Through my entire life, I have always had a feeling of being different. Things that would bring other people joy were things that made me feel bad, in one way or another. A snowball thrown at me was enough to start bawling my eyes out. Music that everyone listened to made me feel weird, almost repulsed. I was never able to see the appeal in most of the things people did to entertain themselves. I wasn't able to ever, truly get how people around me would function.

On one hand, I would have some weird behaviors. I would get so entrenched in my "special interests" that everything else, what people were usually considering "interesting" wouldn't even matter. Socializing, a thing that comes naturally to most people around me, is something that I have always struggled with. To this day, I have kept a couple pens I had originally obtained as a 5 year old kid. Not to write with them, but to do this stupid hand flapping movement that never ceases to mesmerize my eyes, as the pen moves with my hand, the light tip against the dark central part making all sorts of abstract, messy shapes only I have ever been able to perceive.

On the other hand, the constant feeling of my body just being wrong. I would look at girls not in the way most straight boys my age would look at them, but in a feeling of jealousy. How is it that they get to have these beautiful bodies? How is it that they can get dressed so pretty? Why do I want to be one so badly?

When I was 17 I learned about the Asperger's syndrome, now most commonly known as "Autism Spectrum Disorder Level 1." It gave me the clues I needed to finally understand some of the things that went wrong with me, the hand flapping, the special interests, the perpetual lack of socializing and understanding social cues. Not many das later, as I was reading about the heightened correlation that exists between being autistic and experiencing gender dysphoria. Having had weird feelings about everything gendered for a long while, this discovery started a long path that eventually realized me that, yes, I'm a trans woman.

═══

» **Written request 1**
Please explain, in one to three sentences, why the writer of the essay still keeps the pens obtained at age 5.
» **Written request 2**
Return the part of the essay starting with "On one hand, I" and going on through "able to perceive.".

» **Listed records**
═══

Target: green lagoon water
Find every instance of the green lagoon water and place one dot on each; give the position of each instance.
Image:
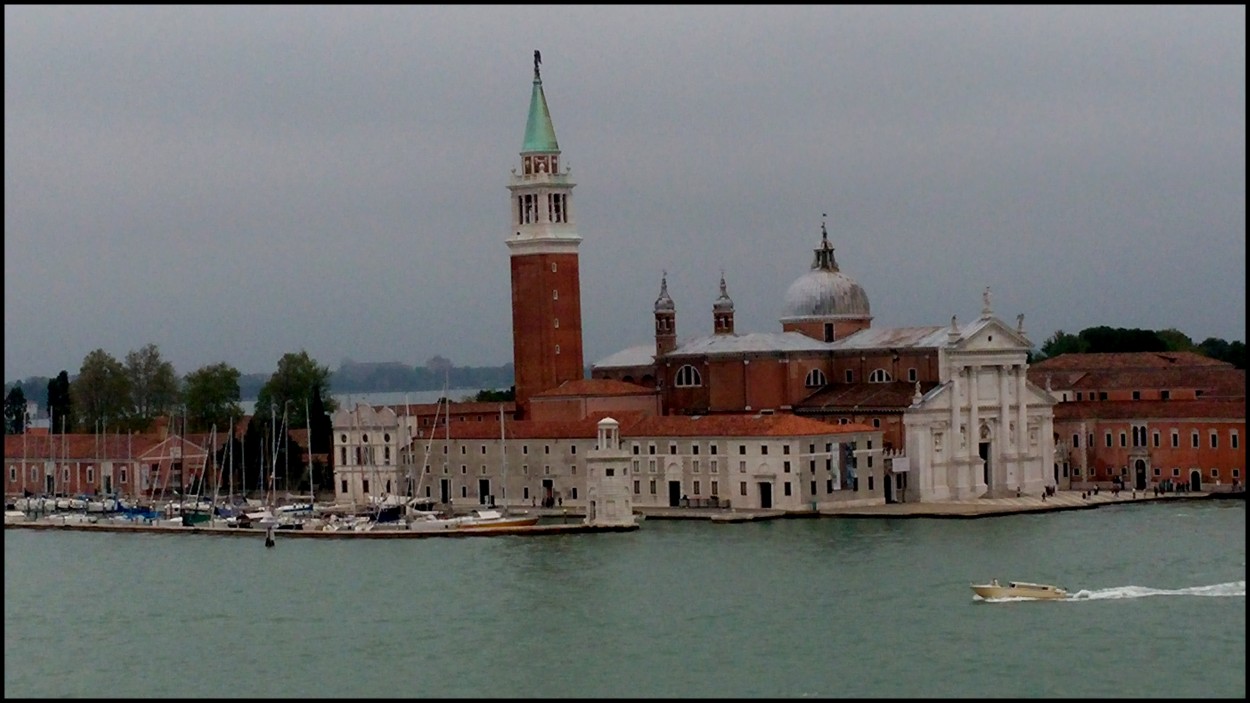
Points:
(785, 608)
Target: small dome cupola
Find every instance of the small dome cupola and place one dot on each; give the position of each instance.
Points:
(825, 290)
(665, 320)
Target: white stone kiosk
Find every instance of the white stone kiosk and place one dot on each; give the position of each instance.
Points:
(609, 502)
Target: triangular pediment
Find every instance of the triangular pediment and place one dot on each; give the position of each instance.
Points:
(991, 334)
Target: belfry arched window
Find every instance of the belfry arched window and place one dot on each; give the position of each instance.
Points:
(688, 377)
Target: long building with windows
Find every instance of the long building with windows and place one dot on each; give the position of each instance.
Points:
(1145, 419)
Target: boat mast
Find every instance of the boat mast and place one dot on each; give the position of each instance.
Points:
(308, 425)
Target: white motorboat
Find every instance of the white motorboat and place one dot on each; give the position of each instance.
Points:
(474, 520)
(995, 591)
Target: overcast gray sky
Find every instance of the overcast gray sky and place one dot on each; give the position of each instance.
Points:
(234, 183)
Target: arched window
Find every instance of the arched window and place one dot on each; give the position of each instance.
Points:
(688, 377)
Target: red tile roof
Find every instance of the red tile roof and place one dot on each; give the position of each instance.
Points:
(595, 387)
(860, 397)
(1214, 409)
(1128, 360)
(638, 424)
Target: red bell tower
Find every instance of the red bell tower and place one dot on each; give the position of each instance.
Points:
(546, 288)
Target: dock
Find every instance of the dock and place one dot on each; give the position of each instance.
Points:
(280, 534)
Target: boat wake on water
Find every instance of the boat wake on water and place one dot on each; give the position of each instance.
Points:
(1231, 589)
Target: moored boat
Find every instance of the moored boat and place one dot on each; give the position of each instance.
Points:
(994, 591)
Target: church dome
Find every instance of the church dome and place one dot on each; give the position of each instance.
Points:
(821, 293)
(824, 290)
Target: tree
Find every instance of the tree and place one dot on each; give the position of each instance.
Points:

═══

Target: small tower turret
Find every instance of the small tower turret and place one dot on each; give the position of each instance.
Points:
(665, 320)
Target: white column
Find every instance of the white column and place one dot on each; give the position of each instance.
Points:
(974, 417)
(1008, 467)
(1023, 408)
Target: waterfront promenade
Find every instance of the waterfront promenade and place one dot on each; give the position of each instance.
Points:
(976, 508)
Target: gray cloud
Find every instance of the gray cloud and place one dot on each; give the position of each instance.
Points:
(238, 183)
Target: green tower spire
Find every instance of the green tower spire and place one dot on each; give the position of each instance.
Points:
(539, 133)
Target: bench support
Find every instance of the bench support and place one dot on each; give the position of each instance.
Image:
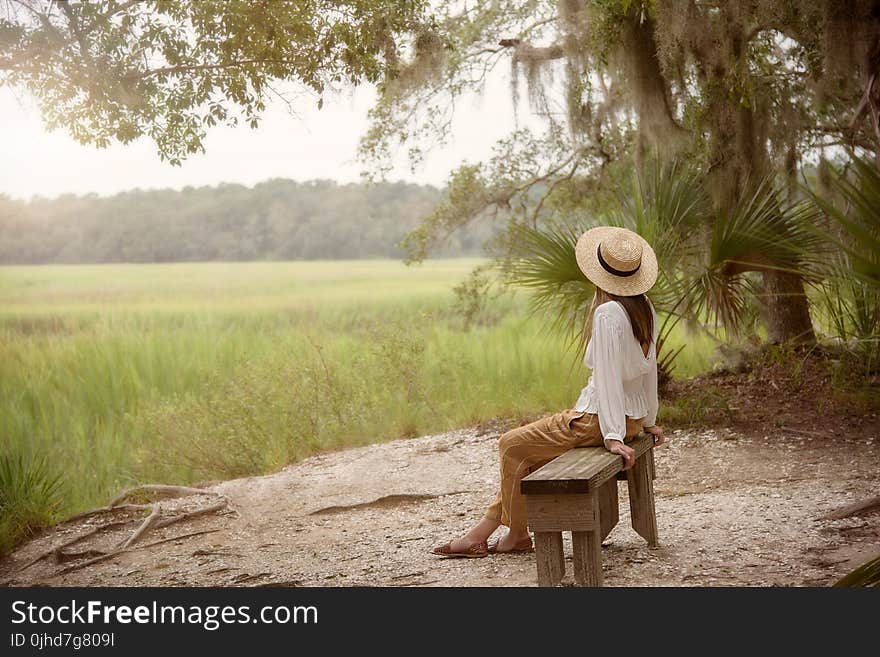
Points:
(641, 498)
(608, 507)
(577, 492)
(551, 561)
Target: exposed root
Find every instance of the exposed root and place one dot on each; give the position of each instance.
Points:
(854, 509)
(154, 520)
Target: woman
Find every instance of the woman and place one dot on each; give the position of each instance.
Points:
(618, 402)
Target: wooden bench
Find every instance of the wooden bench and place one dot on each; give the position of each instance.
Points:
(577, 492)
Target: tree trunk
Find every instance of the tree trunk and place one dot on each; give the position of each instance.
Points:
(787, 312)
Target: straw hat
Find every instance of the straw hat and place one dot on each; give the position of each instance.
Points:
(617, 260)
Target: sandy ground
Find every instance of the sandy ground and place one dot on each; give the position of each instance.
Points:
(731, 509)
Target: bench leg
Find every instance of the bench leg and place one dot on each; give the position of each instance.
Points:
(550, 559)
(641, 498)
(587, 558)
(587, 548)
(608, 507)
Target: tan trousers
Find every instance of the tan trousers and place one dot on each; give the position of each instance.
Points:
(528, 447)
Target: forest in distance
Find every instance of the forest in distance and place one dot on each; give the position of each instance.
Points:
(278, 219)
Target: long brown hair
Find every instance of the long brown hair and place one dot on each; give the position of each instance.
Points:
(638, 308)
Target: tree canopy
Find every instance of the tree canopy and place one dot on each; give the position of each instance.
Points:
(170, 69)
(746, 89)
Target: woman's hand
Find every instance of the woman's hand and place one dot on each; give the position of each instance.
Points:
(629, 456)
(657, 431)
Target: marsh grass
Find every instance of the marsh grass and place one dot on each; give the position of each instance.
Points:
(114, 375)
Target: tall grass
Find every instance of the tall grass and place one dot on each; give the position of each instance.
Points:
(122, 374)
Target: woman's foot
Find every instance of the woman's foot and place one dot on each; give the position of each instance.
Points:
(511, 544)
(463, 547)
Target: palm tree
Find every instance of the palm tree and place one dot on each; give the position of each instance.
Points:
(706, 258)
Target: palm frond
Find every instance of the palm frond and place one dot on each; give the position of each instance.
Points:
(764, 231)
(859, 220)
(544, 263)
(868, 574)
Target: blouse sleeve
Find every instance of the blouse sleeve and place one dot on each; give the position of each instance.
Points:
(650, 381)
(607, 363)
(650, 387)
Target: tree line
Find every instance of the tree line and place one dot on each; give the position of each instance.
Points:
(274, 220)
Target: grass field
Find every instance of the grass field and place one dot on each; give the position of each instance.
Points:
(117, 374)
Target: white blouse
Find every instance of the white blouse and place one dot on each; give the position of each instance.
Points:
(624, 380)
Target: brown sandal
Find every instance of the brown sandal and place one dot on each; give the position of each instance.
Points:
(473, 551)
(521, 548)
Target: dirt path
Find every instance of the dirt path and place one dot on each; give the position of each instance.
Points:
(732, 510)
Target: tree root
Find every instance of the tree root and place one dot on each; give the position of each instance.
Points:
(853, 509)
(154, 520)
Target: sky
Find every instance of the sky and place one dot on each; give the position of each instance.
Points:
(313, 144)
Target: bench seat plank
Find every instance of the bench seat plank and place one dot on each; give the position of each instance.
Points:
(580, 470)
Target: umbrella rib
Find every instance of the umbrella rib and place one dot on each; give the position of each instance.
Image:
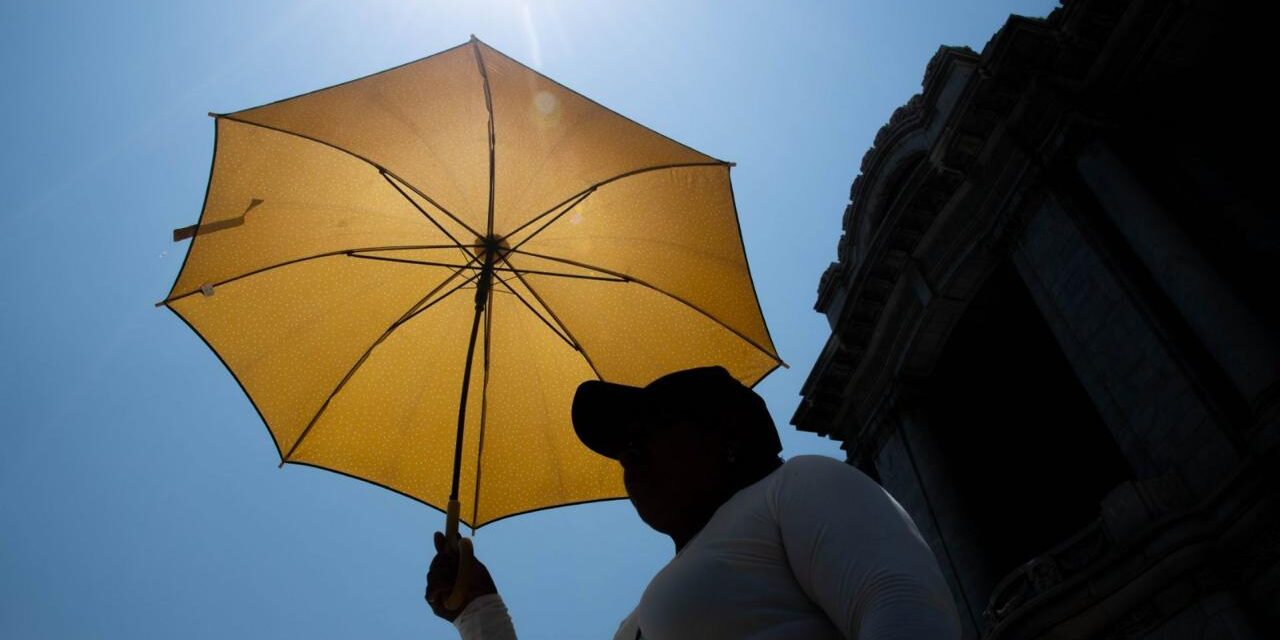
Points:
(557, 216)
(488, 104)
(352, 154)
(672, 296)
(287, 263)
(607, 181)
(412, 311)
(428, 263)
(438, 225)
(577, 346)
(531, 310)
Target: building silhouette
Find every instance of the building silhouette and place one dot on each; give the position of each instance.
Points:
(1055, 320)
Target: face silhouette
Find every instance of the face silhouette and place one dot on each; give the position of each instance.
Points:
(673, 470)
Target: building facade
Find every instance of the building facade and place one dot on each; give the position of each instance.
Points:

═══

» **Exercise solution 1**
The writer keeps them for a hand flapping movement, not for writing. As the pen moves with the hand, the light tip against the dark central part makes abstract, messy shapes that mesmerize the writer's eyes and that only the writer has ever been able to perceive.

» **Exercise solution 2**
On one hand, I would have some weird behaviors. I would get so entrenched in my "special interests" that everything else, what people were usually considering "interesting" wouldn't even matter. Socializing, a thing that comes naturally to most people around me, is something that I have always struggled with. To this day, I have kept a couple pens I had originally obtained as a 5 year old kid. Not to write with them, but to do this stupid hand flapping movement that never ceases to mesmerize my eyes, as the pen moves with my hand, the light tip against the dark central part making all sorts of abstract, messy shapes only I have ever been able to perceive.